▶ EXERCISE BRIEF: From the first line of the records below through the line with "[indicate] one point per instance, sample <point>31,413</point>.", output each line exactly; skip the pictures.

▶ SOURCE MATERIAL:
[Start of Attachment]

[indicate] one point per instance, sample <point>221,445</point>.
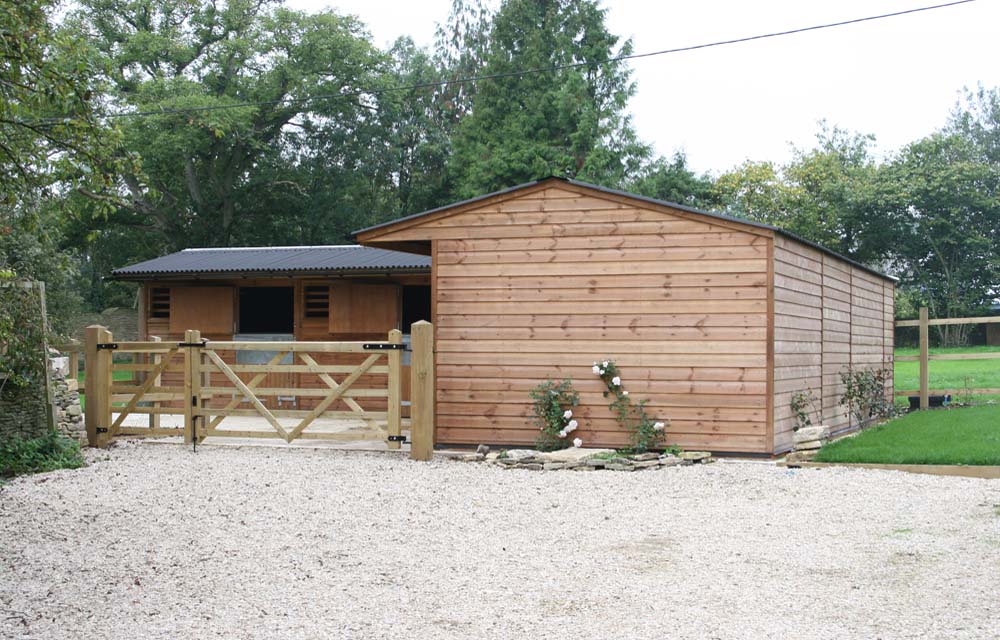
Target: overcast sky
<point>896,78</point>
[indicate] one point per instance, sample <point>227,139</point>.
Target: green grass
<point>951,374</point>
<point>116,376</point>
<point>967,435</point>
<point>47,453</point>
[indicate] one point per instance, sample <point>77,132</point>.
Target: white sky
<point>896,78</point>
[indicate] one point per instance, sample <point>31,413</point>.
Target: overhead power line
<point>523,72</point>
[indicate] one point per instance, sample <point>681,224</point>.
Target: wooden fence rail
<point>207,384</point>
<point>924,323</point>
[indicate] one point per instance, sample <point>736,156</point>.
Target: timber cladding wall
<point>545,281</point>
<point>829,316</point>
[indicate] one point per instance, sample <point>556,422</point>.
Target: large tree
<point>949,242</point>
<point>570,122</point>
<point>224,93</point>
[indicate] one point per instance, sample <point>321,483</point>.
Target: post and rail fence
<point>924,323</point>
<point>202,382</point>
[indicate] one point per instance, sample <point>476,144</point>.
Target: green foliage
<point>50,133</point>
<point>571,123</point>
<point>941,436</point>
<point>19,456</point>
<point>645,432</point>
<point>553,416</point>
<point>949,251</point>
<point>865,395</point>
<point>803,407</point>
<point>22,335</point>
<point>673,181</point>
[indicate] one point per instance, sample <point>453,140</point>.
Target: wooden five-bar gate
<point>201,383</point>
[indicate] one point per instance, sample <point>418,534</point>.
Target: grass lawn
<point>968,435</point>
<point>116,376</point>
<point>951,374</point>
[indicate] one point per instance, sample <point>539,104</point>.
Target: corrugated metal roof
<point>270,260</point>
<point>673,205</point>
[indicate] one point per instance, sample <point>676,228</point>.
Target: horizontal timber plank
<point>626,360</point>
<point>686,347</point>
<point>577,370</point>
<point>462,232</point>
<point>604,268</point>
<point>595,385</point>
<point>608,293</point>
<point>602,333</point>
<point>623,281</point>
<point>606,241</point>
<point>679,412</point>
<point>750,401</point>
<point>570,319</point>
<point>632,307</point>
<point>632,254</point>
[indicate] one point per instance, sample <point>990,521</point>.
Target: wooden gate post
<point>924,350</point>
<point>192,383</point>
<point>395,427</point>
<point>422,391</point>
<point>97,386</point>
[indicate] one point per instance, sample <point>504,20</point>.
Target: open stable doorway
<point>266,311</point>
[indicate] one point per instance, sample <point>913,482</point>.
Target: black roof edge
<point>634,196</point>
<point>298,273</point>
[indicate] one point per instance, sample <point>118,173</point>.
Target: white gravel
<point>154,541</point>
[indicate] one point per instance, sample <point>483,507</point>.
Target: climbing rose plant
<point>553,414</point>
<point>645,433</point>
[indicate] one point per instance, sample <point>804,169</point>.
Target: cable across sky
<point>522,72</point>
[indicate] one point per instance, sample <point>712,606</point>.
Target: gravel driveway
<point>154,541</point>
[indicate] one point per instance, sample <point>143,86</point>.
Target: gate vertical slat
<point>97,386</point>
<point>422,391</point>
<point>192,382</point>
<point>395,426</point>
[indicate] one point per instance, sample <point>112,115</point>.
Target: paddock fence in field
<point>925,357</point>
<point>301,390</point>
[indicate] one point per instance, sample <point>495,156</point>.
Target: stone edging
<point>965,471</point>
<point>579,459</point>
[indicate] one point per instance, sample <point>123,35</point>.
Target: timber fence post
<point>192,383</point>
<point>395,426</point>
<point>154,359</point>
<point>422,391</point>
<point>97,386</point>
<point>924,357</point>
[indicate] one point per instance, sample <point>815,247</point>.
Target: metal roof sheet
<point>268,260</point>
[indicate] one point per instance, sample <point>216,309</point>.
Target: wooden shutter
<point>363,308</point>
<point>207,309</point>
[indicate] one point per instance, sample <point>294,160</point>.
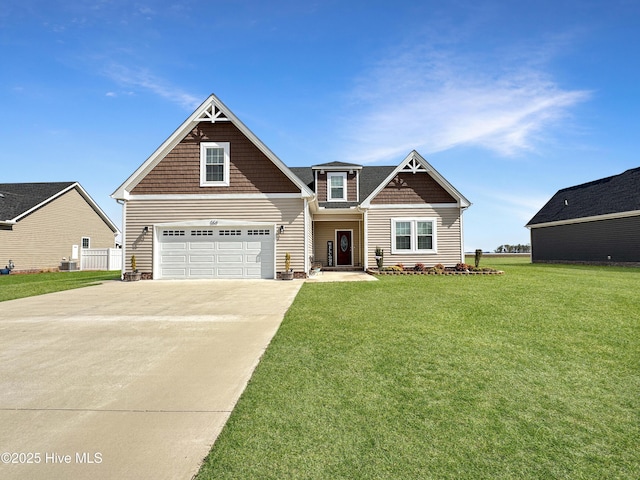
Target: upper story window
<point>214,164</point>
<point>413,235</point>
<point>337,186</point>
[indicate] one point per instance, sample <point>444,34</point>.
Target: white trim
<point>387,206</point>
<point>226,164</point>
<point>414,235</point>
<point>176,137</point>
<point>342,175</point>
<point>594,218</point>
<point>335,235</point>
<point>414,158</point>
<point>210,196</point>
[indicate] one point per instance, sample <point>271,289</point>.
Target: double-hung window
<point>337,186</point>
<point>413,235</point>
<point>214,164</point>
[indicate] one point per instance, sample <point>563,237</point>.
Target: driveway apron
<point>128,380</point>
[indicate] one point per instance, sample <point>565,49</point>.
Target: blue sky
<point>509,100</point>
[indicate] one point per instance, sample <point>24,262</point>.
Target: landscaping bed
<point>420,269</point>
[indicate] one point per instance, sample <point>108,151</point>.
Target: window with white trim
<point>413,235</point>
<point>337,187</point>
<point>214,164</point>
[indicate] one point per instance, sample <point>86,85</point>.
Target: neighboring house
<point>42,223</point>
<point>596,222</point>
<point>214,202</point>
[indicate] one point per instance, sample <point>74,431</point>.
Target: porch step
<point>343,269</point>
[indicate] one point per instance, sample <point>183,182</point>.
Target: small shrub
<point>393,268</point>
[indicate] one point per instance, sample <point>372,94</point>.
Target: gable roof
<point>17,200</point>
<point>370,178</point>
<point>211,110</point>
<point>611,196</point>
<point>414,162</point>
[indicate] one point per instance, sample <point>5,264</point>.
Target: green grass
<point>534,374</point>
<point>19,286</point>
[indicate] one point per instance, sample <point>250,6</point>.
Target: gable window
<point>413,235</point>
<point>214,164</point>
<point>337,187</point>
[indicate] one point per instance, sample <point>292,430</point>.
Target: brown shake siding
<point>409,188</point>
<point>448,235</point>
<point>285,211</point>
<point>250,170</point>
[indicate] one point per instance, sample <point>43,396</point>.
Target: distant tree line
<point>513,248</point>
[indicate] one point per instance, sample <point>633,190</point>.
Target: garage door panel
<point>173,259</point>
<point>230,245</point>
<point>242,254</point>
<point>201,258</point>
<point>230,272</point>
<point>201,245</point>
<point>174,272</point>
<point>168,245</point>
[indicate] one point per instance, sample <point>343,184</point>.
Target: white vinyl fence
<point>101,259</point>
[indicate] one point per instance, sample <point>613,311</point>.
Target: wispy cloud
<point>142,79</point>
<point>436,100</point>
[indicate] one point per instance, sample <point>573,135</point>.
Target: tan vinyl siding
<point>449,235</point>
<point>41,239</point>
<point>285,211</point>
<point>325,231</point>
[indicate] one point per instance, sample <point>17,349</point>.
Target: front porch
<point>338,243</point>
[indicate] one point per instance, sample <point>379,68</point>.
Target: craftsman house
<point>42,223</point>
<point>214,202</point>
<point>596,222</point>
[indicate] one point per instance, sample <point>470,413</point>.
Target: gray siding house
<point>596,222</point>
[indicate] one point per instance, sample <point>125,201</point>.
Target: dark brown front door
<point>343,246</point>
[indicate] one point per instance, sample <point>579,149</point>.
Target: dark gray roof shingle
<point>370,179</point>
<point>616,194</point>
<point>18,198</point>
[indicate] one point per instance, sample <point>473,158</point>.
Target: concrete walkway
<point>128,380</point>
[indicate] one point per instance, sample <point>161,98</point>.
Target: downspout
<point>124,236</point>
<point>462,259</point>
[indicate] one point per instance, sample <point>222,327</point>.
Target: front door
<point>343,242</point>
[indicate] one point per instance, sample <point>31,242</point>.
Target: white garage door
<point>229,252</point>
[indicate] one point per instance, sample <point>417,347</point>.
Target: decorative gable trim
<point>415,163</point>
<point>211,110</point>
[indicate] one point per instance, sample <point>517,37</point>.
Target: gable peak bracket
<point>212,114</point>
<point>414,166</point>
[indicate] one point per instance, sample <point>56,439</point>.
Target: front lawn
<point>534,374</point>
<point>28,285</point>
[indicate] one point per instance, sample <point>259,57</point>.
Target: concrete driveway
<point>128,380</point>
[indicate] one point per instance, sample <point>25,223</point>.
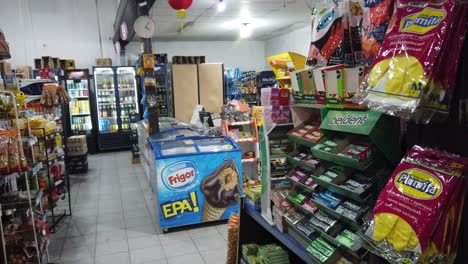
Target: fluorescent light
<point>221,6</point>
<point>245,31</point>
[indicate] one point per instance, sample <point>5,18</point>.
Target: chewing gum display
<point>326,47</point>
<point>405,64</point>
<point>334,86</point>
<point>413,202</point>
<point>375,19</point>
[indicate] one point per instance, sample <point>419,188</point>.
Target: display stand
<point>22,207</point>
<point>249,164</point>
<point>285,63</point>
<point>268,132</point>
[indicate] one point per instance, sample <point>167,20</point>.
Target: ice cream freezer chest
<point>197,180</point>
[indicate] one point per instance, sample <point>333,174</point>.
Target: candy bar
<point>325,218</point>
<point>316,253</point>
<point>324,249</point>
<point>319,224</point>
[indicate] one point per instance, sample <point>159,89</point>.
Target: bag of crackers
<point>417,216</point>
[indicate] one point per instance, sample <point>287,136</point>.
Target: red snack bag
<point>413,201</point>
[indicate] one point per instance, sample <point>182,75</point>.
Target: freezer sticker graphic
<point>221,189</point>
<point>180,175</point>
<point>185,205</point>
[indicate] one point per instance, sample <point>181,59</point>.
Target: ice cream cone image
<point>221,189</point>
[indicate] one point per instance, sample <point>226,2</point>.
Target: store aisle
<point>114,222</point>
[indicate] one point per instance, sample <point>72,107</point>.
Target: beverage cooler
<point>80,109</point>
<point>116,101</point>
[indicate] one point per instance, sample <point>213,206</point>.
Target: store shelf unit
<point>56,186</point>
<point>116,103</point>
<point>20,205</point>
<point>81,119</point>
<point>268,132</point>
<point>249,146</point>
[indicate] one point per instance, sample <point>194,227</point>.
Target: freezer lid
<point>193,146</point>
<point>173,133</point>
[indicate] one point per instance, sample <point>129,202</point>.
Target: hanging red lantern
<point>180,6</point>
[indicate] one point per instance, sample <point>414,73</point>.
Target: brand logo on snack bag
<point>423,21</point>
<point>418,184</point>
<point>179,175</point>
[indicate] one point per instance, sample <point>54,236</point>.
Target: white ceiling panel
<point>266,19</point>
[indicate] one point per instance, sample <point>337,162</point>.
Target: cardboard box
<point>77,150</point>
<point>103,62</point>
<point>76,141</point>
<point>24,72</point>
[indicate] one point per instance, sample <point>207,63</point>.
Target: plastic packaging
<point>326,47</point>
<point>413,207</point>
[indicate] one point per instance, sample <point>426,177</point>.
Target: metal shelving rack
<point>24,204</point>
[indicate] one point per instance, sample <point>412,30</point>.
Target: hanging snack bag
<point>13,151</point>
<point>376,16</point>
<point>405,63</point>
<point>354,10</point>
<point>327,36</point>
<point>4,162</point>
<point>412,203</point>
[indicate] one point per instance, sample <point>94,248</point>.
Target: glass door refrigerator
<point>127,97</point>
<point>80,108</point>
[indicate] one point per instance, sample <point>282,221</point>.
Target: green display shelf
<point>364,198</point>
<point>299,163</point>
<point>301,141</point>
<point>347,162</point>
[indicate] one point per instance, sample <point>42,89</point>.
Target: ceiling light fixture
<point>221,6</point>
<point>245,30</point>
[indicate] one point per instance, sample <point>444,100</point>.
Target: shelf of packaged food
<point>57,183</point>
<point>324,235</point>
<point>301,141</point>
<point>36,168</point>
<point>299,163</point>
<point>353,224</point>
<point>29,141</point>
<point>126,89</point>
<point>316,106</point>
<point>23,203</point>
<point>240,123</point>
<point>302,186</point>
<point>286,240</point>
<point>245,139</point>
<point>343,161</point>
<point>364,198</point>
<point>251,160</point>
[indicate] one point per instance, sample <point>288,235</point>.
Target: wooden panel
<point>185,85</point>
<point>211,86</point>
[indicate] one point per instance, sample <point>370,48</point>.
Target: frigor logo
<point>349,120</point>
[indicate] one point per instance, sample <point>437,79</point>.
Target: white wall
<point>248,55</point>
<point>296,41</point>
<point>67,29</point>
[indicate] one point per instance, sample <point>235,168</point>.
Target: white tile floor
<point>114,221</point>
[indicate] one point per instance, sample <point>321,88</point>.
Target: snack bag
<point>375,18</point>
<point>402,69</point>
<point>326,47</point>
<point>354,10</point>
<point>410,207</point>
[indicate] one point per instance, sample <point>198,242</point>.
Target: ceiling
<point>266,19</point>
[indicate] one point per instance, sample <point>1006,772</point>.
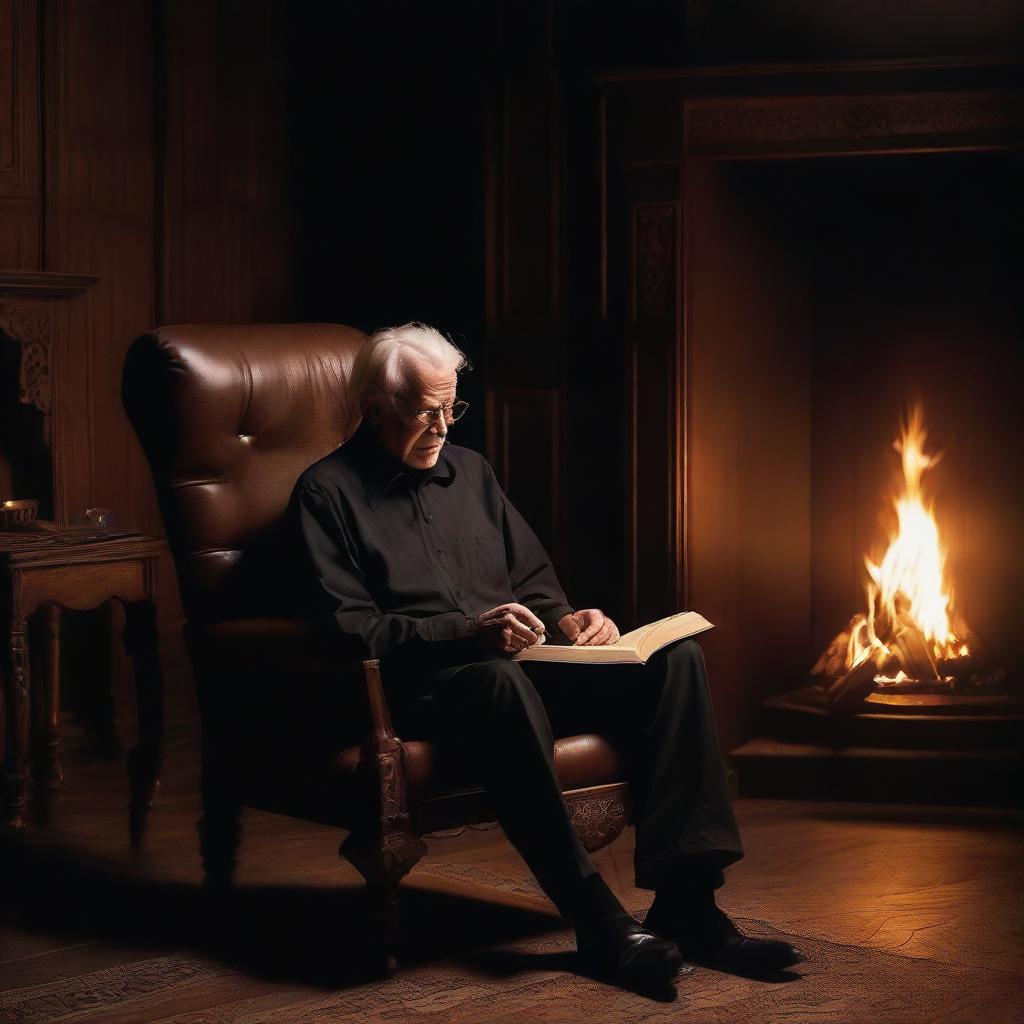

[End of Attachment]

▶ YOUR SOLUTION:
[indicate] one point per instance, sample <point>221,445</point>.
Target: overcast sky
<point>896,78</point>
[indicate] one point per instance, sample <point>227,139</point>.
Target: green grass
<point>951,374</point>
<point>116,376</point>
<point>967,435</point>
<point>47,453</point>
[indicate] one point per instance, sample <point>77,132</point>.
Target: white sky
<point>896,78</point>
[indicate] one point per instance, sample <point>31,413</point>.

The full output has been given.